- **WHAT TO PRODUCE**: Can you repeat the bendamustine article from "Other researchers warn, however, that" up to and including "treatment of CLL.", switching "outdated" to "obsolete"?
[Opening TEXT section]
Κυριακή 3 Αυγούστου 2014

BENDAMUSTINE REMAINS AN OPTION FOR CLL

NEW YORK (Reuters Health) - The bifunctional alkylating agent bendamustine may be suitable first-line therapy for some patients with chronic lymphocytic leukemia (CLL), according to the Guideline Committee of the Italian Society of Hematology (SIE, SIES, GITMO).
Other researchers warn, however, that the committee's guidance may already be outdated.
Dr. Antonio Cuneo from University of Ferrara and other members of the Italian expert panel used GRADE (Grading of Recommendations Assessment, Development, and Evaluation) methodology to develop a prescriptive position for the use of bendamustine in the first-line treatment of CLL.
The panel found no head-to-head studies of bendamustine versus the standard fludarabine-cyclophosphamide-rituximab (FCR) treatment, but based on first-line studies of bendamustine, they concluded that bendamustine alone was not a favorable alternative to FCR.
Based on other indirect comparisons of efficacy and safety, they support bendamustine alone as a reasonable treatment for patients who are candidates for FCR but who have contraindications to rituximab.
The combination of bendamustine and rituximab might be considered as an alternative to FCR in young and fit patients and should be a recommended option in the elderly fit patient, according to the July 7th Leukemia Research online report.
The panel also favors bendamustine alone over chlorambucil and deems bendamustine plus rituximab to be an alternative for patients not eligible for FCR but who can receive rituximab.
"The therapeutic scenario in CLL is being rapidly modified by the introduction of effective BCR-targeted treatment which showed durable efficacy in the relapsed/refractory setting," the authors caution. "Their introduction in the first-line setting appeared to produce durable responses and their possible combination with several monoclonal antibodies and chemotherapeutic agents, including bendamustine, may change treatment paradigm in the next years."
"That does not mean that bendamustine is the best alternative treatment," Dr. Matt Kalaycio from the Taussig Cancer Institute at the Cleveland Clinic in Ohio told Reuters Health by email. "There is no clear evidence that bendamustine-based regimens are superior to chlorambucil based regimens. Furthermore, the SIE, SIES, GITMO Group did not consider studies exploring dose-adjusted ('FCR-lite') or sequential fludarabine regimens."
"Neither did they examine entirely different regimens, such as those based on pentostatin, cladribine, alemtuzumab, lenalidomide, or high-dose methylprednisolone," Dr. Kalaycio said. "When bendamustine is compared to this broader range of regimens, a different question than raised by the Italian group, it can claim neither the greatest demonstrable efficacy nor the least demonstrable toxicity for any given subgroup."
[Closing TEXT section]
[Opening ENTRIES SHOWN section]
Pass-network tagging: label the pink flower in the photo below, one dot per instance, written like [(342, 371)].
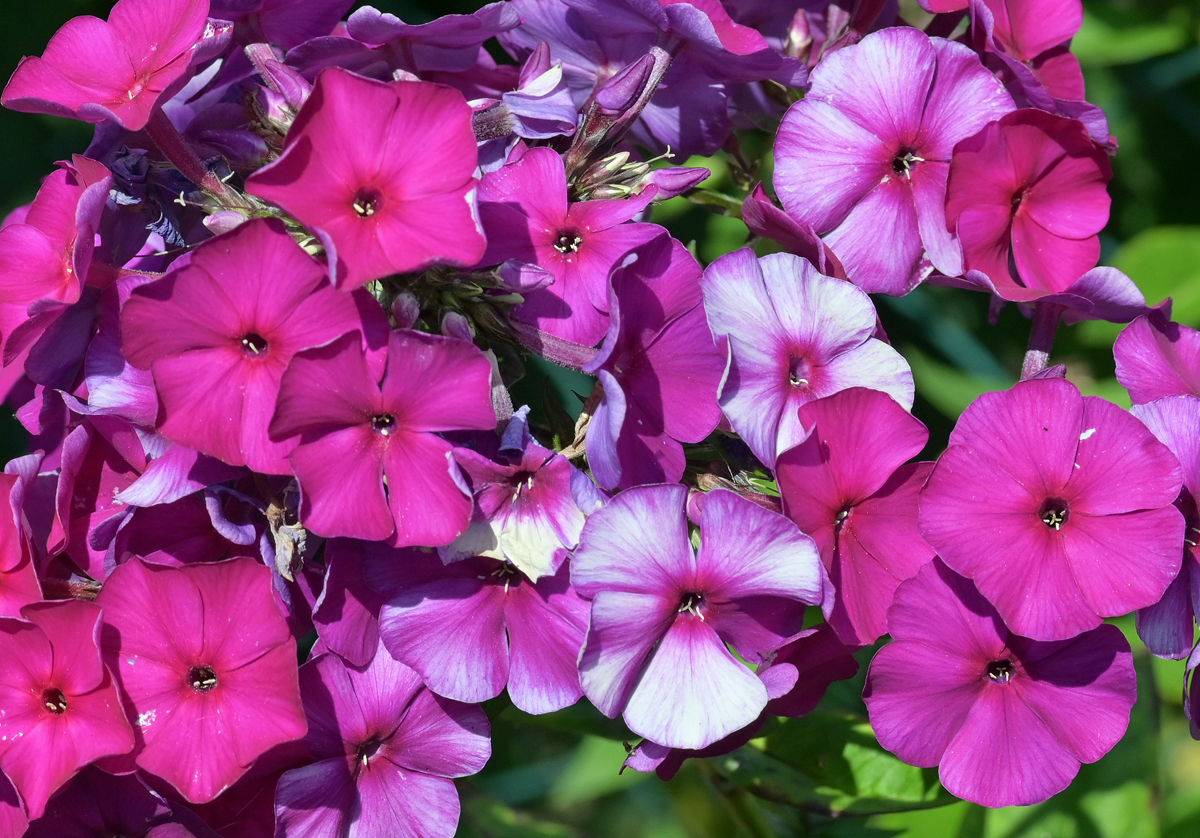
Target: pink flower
[(59, 708), (1031, 186), (1059, 507), (119, 70), (394, 195), (357, 432), (220, 331), (208, 668)]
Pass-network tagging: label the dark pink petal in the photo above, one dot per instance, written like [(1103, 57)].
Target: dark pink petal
[(693, 692), (1157, 359)]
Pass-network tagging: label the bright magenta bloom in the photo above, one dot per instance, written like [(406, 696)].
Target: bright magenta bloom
[(208, 668), (119, 70), (1059, 507), (59, 707), (393, 195)]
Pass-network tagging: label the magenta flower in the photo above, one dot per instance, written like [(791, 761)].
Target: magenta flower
[(865, 163), (220, 331), (1007, 719), (846, 486), (527, 217), (358, 432), (478, 624), (387, 749), (119, 70), (1168, 626), (394, 195), (527, 508), (793, 335), (661, 614), (208, 668), (1157, 358), (1031, 189), (658, 367), (59, 708), (1059, 507)]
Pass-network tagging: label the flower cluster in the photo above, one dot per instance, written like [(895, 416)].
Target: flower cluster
[(263, 335)]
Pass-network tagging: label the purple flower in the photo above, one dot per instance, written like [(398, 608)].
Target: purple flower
[(865, 155), (1059, 507), (208, 669), (478, 624), (1168, 626), (1007, 719), (793, 335), (385, 748), (846, 486), (359, 432), (59, 708), (527, 217), (526, 506), (394, 195), (1157, 358), (658, 367), (220, 330), (119, 70), (661, 614)]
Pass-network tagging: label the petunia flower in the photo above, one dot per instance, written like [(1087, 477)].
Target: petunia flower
[(658, 367), (1029, 191), (1168, 627), (207, 665), (59, 707), (793, 335), (1007, 719), (1059, 508), (220, 330), (864, 156), (357, 432), (385, 750), (661, 614), (119, 70), (478, 624), (393, 196), (846, 486), (527, 217)]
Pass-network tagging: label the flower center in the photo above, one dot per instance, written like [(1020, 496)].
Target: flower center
[(202, 678), (1001, 671), (568, 241), (1054, 513), (367, 201), (904, 160), (54, 701), (255, 345), (383, 424)]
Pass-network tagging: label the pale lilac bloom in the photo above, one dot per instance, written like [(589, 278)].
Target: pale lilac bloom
[(59, 707), (793, 335), (478, 624), (1007, 719), (1157, 358), (385, 750), (357, 431), (208, 669), (1057, 506), (864, 157), (661, 614), (847, 486), (393, 196), (526, 506), (119, 70), (658, 367), (1168, 627)]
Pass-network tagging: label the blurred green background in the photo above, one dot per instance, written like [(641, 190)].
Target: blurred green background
[(557, 776)]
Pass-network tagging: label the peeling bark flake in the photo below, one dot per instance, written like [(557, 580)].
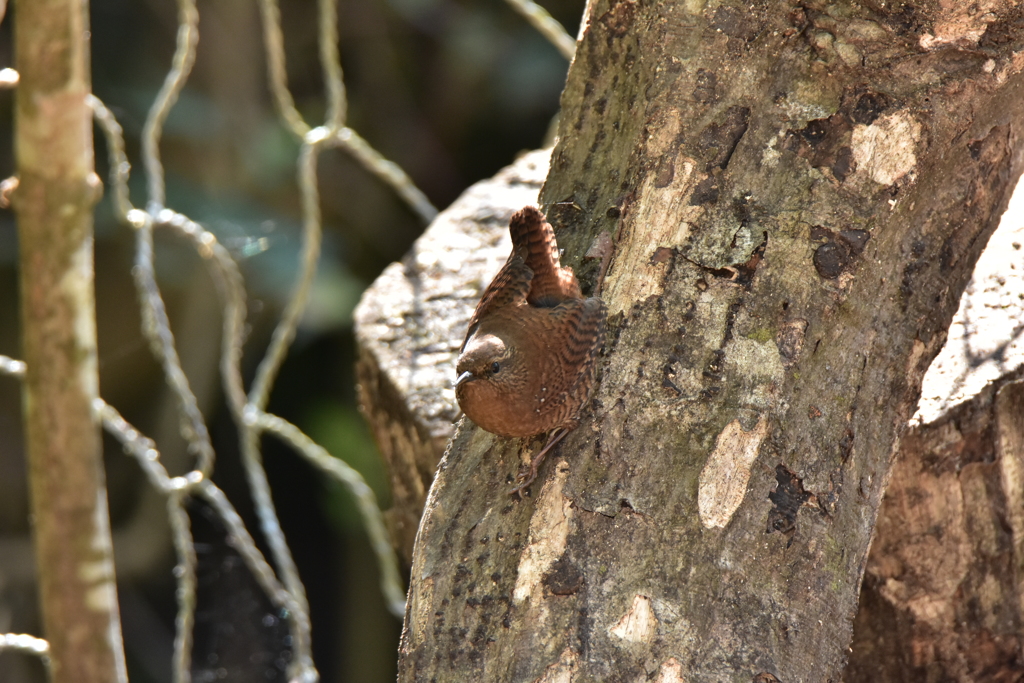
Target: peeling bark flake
[(637, 625), (885, 151), (724, 478), (562, 671), (548, 532), (670, 672)]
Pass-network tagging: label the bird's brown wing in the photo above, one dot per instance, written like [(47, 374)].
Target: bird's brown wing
[(580, 333), (534, 240), (509, 288)]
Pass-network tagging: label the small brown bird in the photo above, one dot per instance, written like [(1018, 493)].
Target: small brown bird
[(527, 364)]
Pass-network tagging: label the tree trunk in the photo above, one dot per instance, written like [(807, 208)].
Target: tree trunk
[(54, 198), (796, 197)]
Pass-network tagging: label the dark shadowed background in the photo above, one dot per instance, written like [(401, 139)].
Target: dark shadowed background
[(449, 89)]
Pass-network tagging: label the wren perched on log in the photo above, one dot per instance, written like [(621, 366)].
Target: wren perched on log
[(526, 366)]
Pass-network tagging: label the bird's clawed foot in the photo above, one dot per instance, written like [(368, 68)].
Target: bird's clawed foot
[(528, 473)]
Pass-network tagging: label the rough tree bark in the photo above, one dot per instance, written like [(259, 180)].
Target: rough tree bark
[(796, 196)]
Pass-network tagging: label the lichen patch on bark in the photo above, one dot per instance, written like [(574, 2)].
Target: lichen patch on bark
[(639, 624), (724, 478), (548, 531), (886, 150)]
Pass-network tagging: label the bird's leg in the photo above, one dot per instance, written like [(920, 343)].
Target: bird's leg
[(527, 477)]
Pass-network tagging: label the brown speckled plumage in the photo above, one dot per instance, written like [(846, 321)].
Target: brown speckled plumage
[(527, 363)]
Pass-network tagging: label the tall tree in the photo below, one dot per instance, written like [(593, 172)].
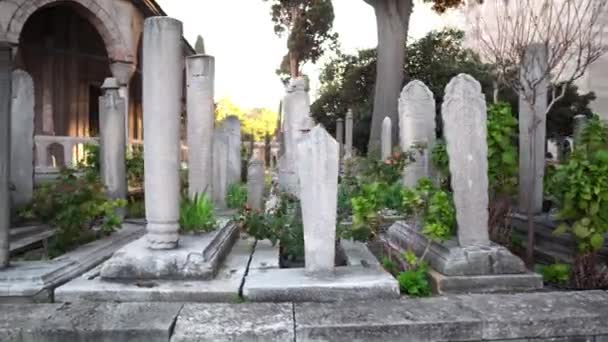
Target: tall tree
[(392, 20), (308, 26)]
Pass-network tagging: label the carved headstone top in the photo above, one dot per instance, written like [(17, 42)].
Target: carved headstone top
[(464, 118)]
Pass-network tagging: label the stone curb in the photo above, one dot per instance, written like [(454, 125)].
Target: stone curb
[(549, 316)]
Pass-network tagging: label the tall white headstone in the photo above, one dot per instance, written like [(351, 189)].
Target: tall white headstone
[(296, 121), (112, 140), (162, 95), (200, 72), (417, 129), (22, 138), (220, 167), (533, 69), (387, 138), (318, 164), (6, 67), (464, 119), (232, 129)]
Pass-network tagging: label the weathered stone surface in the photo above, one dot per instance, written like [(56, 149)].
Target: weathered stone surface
[(162, 96), (464, 119), (386, 138), (90, 322), (420, 320), (223, 288), (22, 138), (220, 167), (533, 68), (6, 66), (256, 184), (232, 129), (451, 259), (265, 256), (493, 283), (318, 166), (297, 285), (197, 257), (235, 322), (296, 116), (112, 141), (200, 71), (348, 135), (417, 129), (35, 280)]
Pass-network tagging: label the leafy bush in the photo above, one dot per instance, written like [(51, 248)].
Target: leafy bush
[Closing ENTRIES SHOWN section]
- **ANSWER BELOW**:
Other researchers warn, however, that the committee's guidance may already be obsolete.
Dr. Antonio Cuneo from University of Ferrara and other members of the Italian expert panel used GRADE (Grading of Recommendations Assessment, Development, and Evaluation) methodology to develop a prescriptive position for the use of bendamustine in the first-line treatment of CLL.